#### Description of the task:
Each line from the one that contains "task: provide the segmentation of the painted" to the end of the material must be quoted exactly; include both end lines and nothing else.

* BEGIN Data rows *

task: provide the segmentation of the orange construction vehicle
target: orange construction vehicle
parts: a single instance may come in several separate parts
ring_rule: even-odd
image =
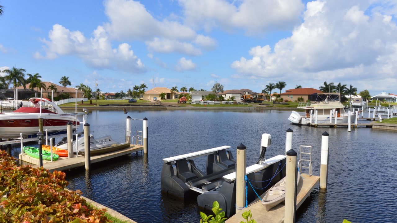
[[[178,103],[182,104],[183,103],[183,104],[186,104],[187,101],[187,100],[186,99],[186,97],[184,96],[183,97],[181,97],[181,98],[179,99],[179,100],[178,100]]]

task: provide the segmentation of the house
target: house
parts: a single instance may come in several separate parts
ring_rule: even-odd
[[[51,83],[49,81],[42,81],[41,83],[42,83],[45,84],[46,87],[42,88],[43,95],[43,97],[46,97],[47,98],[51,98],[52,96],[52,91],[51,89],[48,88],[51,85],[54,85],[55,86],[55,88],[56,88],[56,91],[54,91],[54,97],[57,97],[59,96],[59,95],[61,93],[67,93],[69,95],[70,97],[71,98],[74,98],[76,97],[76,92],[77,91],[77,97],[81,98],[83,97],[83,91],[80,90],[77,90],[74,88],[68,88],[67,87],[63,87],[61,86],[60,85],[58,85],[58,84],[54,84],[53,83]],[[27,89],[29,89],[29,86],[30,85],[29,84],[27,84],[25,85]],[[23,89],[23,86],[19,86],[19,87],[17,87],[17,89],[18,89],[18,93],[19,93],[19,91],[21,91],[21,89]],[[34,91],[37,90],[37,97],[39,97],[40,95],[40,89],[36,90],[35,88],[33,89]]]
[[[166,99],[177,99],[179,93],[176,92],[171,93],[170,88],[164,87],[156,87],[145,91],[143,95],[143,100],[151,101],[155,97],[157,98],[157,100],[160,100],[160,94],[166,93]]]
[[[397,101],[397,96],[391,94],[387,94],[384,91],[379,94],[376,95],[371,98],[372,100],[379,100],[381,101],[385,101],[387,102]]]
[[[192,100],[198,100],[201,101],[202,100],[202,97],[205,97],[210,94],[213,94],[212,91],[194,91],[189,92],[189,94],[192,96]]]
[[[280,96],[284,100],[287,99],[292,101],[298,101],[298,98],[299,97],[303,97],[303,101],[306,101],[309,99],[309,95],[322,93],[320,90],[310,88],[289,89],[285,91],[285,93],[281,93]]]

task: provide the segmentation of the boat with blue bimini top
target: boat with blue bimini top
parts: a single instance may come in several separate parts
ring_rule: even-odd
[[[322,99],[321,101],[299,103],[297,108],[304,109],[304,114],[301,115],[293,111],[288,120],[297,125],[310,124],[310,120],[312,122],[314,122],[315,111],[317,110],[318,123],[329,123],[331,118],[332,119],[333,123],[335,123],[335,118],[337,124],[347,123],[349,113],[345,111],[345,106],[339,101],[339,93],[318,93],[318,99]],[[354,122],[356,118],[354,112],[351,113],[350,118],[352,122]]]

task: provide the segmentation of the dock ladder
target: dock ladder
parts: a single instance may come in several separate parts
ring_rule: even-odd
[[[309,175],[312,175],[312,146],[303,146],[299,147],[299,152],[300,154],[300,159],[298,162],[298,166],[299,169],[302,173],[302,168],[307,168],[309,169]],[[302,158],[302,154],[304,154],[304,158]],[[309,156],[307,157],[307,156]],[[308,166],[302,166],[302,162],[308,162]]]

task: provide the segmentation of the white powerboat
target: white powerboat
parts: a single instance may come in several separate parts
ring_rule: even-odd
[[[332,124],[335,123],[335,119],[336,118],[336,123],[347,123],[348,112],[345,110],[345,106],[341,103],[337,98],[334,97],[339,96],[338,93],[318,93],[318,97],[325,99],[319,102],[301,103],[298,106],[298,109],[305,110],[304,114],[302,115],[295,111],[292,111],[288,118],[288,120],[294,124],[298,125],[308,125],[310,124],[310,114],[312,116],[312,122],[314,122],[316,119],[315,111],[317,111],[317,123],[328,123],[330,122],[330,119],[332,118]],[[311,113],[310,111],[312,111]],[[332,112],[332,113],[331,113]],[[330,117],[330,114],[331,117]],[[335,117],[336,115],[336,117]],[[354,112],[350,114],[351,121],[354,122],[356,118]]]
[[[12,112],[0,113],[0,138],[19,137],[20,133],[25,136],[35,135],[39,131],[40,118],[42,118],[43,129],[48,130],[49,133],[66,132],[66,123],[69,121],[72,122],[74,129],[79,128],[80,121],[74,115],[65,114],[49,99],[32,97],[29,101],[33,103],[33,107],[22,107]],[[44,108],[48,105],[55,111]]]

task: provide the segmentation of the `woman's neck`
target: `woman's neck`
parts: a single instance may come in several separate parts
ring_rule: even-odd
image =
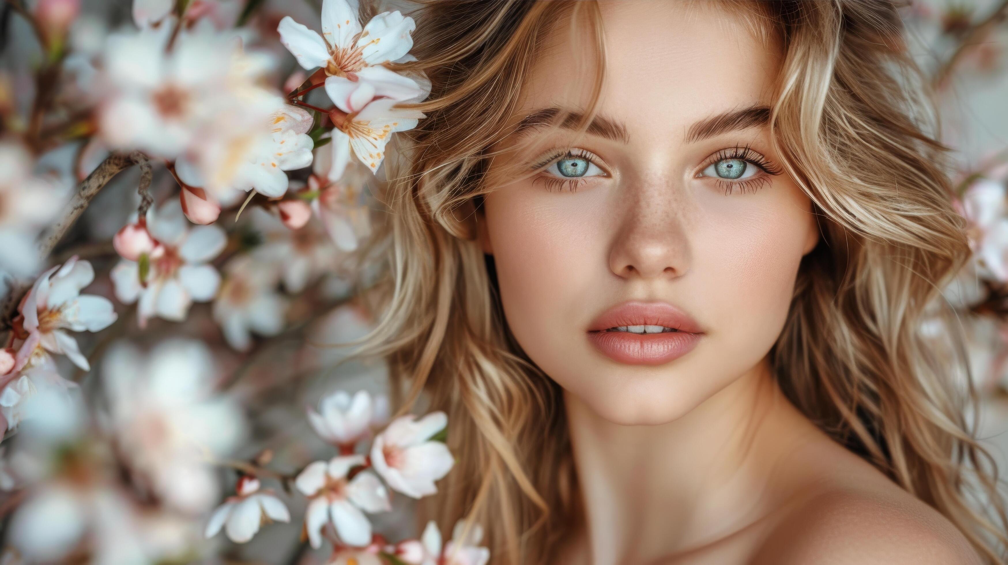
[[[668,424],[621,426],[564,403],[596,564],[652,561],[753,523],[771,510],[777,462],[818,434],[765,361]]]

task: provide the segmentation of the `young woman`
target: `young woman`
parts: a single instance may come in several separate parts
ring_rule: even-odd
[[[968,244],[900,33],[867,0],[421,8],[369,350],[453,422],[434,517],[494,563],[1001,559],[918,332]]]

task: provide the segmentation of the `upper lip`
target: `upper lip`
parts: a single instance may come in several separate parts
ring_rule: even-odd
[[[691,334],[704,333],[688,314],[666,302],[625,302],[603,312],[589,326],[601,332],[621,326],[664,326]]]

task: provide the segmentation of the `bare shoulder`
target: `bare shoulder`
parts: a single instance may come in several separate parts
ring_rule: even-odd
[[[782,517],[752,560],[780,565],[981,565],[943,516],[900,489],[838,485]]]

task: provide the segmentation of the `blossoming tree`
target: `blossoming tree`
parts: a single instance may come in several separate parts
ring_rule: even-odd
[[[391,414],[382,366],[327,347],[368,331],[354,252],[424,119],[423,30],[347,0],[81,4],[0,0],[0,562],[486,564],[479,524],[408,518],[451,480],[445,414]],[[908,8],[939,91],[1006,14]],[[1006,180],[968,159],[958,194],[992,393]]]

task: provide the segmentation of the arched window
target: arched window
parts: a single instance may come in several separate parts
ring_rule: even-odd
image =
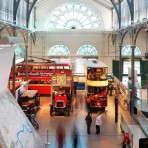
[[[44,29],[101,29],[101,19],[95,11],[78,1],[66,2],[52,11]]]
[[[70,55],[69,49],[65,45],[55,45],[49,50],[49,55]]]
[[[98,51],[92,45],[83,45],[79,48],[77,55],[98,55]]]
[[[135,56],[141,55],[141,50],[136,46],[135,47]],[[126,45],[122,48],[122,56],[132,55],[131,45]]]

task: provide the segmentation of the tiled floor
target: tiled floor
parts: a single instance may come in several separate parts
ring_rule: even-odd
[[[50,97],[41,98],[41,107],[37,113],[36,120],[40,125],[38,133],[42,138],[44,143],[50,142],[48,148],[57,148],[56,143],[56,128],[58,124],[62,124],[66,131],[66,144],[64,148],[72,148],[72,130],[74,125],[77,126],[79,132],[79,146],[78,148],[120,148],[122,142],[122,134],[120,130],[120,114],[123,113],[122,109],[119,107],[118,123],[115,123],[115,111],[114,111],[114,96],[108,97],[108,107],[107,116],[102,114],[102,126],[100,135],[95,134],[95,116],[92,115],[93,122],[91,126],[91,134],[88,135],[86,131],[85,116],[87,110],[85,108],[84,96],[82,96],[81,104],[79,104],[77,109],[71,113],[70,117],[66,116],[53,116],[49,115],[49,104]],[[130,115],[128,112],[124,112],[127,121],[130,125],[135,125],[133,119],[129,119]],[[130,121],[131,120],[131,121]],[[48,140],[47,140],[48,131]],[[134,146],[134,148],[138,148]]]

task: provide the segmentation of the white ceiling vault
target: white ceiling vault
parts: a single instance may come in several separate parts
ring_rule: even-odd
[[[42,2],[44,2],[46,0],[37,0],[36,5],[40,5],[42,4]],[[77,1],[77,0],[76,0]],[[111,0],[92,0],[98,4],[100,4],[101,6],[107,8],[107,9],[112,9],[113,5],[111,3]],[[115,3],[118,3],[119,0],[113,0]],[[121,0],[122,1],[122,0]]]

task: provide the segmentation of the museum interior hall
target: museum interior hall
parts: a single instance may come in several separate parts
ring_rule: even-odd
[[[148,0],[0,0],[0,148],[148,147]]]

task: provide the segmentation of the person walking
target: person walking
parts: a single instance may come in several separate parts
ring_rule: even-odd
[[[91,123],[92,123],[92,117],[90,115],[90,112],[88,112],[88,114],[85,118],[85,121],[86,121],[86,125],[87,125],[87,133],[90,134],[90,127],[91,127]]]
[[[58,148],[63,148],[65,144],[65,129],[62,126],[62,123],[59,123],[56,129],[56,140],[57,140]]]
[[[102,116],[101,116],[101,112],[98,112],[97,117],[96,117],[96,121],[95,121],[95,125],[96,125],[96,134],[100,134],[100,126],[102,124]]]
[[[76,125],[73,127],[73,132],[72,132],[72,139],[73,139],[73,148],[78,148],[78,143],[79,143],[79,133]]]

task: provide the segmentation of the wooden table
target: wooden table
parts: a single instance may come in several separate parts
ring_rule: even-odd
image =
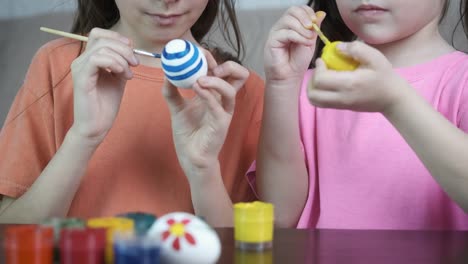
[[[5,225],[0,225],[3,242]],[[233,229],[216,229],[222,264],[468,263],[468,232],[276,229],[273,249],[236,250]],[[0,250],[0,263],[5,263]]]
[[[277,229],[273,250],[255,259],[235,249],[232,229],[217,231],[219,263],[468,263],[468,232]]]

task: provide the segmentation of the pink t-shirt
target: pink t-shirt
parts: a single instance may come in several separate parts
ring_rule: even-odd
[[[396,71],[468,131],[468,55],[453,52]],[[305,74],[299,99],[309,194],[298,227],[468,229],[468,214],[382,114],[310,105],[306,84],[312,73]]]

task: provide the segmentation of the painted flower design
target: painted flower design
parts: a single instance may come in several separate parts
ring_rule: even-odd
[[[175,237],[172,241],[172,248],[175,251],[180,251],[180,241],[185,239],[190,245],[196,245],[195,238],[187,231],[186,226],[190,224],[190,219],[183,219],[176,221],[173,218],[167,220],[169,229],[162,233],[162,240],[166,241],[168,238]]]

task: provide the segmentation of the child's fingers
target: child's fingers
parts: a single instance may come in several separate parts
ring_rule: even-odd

* END Data rows *

#### Exercise response:
task: provide the segmentation of the painted flower design
target: painted flower design
parts: a single instance may come in several separate parts
ring_rule: even-odd
[[[175,237],[172,241],[172,248],[175,251],[180,251],[180,241],[185,239],[190,245],[196,245],[195,238],[187,231],[186,226],[190,224],[190,219],[183,219],[176,221],[173,218],[167,220],[169,229],[162,233],[162,240],[166,241],[168,238]]]

task: provide the segmentation of the child's fingers
target: child's fingers
parts: a single instance may come in several separate parts
ring_rule: even-odd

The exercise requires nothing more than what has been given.